EXTRACTED TEXT
######

1 Islamic articles on: pets

IslamQA: Can Muslims keep dogs as pets? (Yes, according to some scholars)

Is it okay for a Muslim to have a dog as a pet? Not just as a guard dog, but as a companion. Bring them inside the house, play with them, take a walk, etc. I've read somewhere that if there's a dog in the house, angels will not come inside our house. Is it true? Thank you

This is a highly controversial topic among the scholars. The opinion of the Mālikī school is that dogs are pure (i.e. not ritually unclean), and that it is permissible to touch them and play with them as long as they are not diseased. This is also the opinion of al-Ḥasan al-Baṣrī , al-Zuharī , Sufyān al-Thawrī, al-Shawkānī, Ibn Mundhir al-Shāfiʿī and Ibn Ḥazm.

Keeping dogs as pets, however, is more problematic because of certain authentic narrations, for example the following:

Narrated `Abdullah bin `Umar: I heard the Prophet (ﷺ) saying, "If someone keeps a dog neither for hunting, nor for guarding livestock, the reward (for his good deeds) will be reduced by two Qirats per day." (Sahih al-Bukhari, Book 72, Hadith 7)

Abu Talhah said: The Messenger of Allah (ﷺ) said, "The angels do not enter a house in which there is a dog or a portrait [or religious idol]." (Bukhari and Muslim, see Riyad al-Salihin Book 18, Hadith 1684)

According to a fatwa from Egypt’s fatwa authority, it is permissible to keep dogs if there a “need” for it in one’s life or work, such as a guard or guide dog, and as long as the person keeps a prayer room that is not entered by the dog.

######

INFORMATION
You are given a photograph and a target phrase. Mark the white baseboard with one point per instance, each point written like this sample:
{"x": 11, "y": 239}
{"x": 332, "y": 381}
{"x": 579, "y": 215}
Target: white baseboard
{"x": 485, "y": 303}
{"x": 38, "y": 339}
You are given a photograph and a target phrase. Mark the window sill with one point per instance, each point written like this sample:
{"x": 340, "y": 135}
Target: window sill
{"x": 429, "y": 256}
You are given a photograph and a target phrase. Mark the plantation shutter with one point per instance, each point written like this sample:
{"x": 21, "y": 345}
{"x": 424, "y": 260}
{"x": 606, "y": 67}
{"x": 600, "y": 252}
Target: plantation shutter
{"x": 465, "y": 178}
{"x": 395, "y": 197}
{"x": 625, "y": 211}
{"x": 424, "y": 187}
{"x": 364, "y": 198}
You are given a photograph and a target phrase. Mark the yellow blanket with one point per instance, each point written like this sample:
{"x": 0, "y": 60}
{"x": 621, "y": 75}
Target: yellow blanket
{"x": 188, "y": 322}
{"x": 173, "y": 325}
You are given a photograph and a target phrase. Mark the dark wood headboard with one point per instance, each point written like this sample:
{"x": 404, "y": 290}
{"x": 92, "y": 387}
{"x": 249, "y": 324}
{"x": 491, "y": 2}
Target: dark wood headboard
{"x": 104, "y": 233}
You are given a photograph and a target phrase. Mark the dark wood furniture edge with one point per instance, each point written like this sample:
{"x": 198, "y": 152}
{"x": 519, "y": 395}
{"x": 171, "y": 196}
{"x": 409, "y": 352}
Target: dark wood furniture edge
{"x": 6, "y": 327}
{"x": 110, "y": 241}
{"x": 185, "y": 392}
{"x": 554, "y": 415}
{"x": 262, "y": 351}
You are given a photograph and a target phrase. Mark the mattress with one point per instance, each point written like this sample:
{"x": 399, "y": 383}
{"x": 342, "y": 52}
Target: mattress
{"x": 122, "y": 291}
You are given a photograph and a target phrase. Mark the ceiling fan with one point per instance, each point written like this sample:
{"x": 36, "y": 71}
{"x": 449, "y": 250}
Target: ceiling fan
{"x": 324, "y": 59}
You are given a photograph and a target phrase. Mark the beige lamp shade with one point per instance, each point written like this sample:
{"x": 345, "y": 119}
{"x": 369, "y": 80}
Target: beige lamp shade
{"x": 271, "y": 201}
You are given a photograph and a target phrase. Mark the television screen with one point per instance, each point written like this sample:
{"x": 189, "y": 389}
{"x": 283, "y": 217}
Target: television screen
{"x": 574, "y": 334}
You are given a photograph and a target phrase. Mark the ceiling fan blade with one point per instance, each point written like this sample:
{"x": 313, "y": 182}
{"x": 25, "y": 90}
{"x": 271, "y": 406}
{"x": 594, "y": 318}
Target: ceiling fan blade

######

TASKS
**A)** What is this sentence from the article on dogs as pets in Spanish: "This is a highly controversial topic among the scholars."
**B)** Can you carry the article on dogs as pets forward, starting right after its final sentence?
The items are separate material and have nothing to do with the article on dogs as pets.

RESULTS FOR EACH TASK
**A)** Este es un tema muy controvertido entre los eruditos.

**B)**
Dr. Ali Gomaa, Egypt’s Grand Mufti from 2003 to 2013, issued a fatwa that permits keeping dogs as pets if someone has a strong emotional need for it. In order to accord with the narrations mentioned above, he says that one should not pray in a room where the dog is, but that it is permitted to let the dog in the house.

The Egyptian scholar Maḥmūd Shaltūt (1893 – 1963 CE), who was Grand Sheikh of al-Azhar (Egypt’s highest authority on Sunni Islam), ruled that keeping a dog as a pet and letting it in the house is permissible as long as it is not diseased. However, he says that if the dog eats or drinks from a utensil, it must be washed thoroughly before it is used by a human.

The rest of the scholars, the Ḥanafīs, Shāfiʿīs and Ḥanbalīs say that a dog is either unclean or that it is forbidden to keep as a pet, that it must only be kept if it is a hunting, shepherding or guard dog.

So there is sufficient support within the Islamic scholarship community for a person to keep a dog as a pet. But the majority of scholars are against it, and so are the majority of Muslim cultures.

If an American who already has a dog converts to Islam, there is sufficient evidence within Islam for them to continue keeping it as a pet. But they shouldn’t be surprised if the Muslims around them strongly frown upon their doing so.

Source for the Egyptian fatwa (Arabic PDF).

Source for Ali Gomaa’s fatwa (Arabic PDF).

Second source for Ali Gomaa’s fatwa (Arabic PDF).

Follow up question:

assalamu alaykum, having a dog isn’t prohibited as long as you keep a separate room for praying and other acts of adoration? what about wudu? won’t we have to shower each time we pray?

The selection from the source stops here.